───── Given records ─────
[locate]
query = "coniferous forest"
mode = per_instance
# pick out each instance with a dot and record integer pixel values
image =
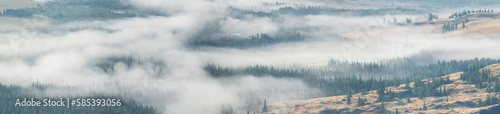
─────
What you need to do => Without including any pictures, repeat the records above exactly.

Result below =>
[locate]
query = "coniferous forest"
mode = per_instance
# pick out each instance with a dot and record integer pixel values
image =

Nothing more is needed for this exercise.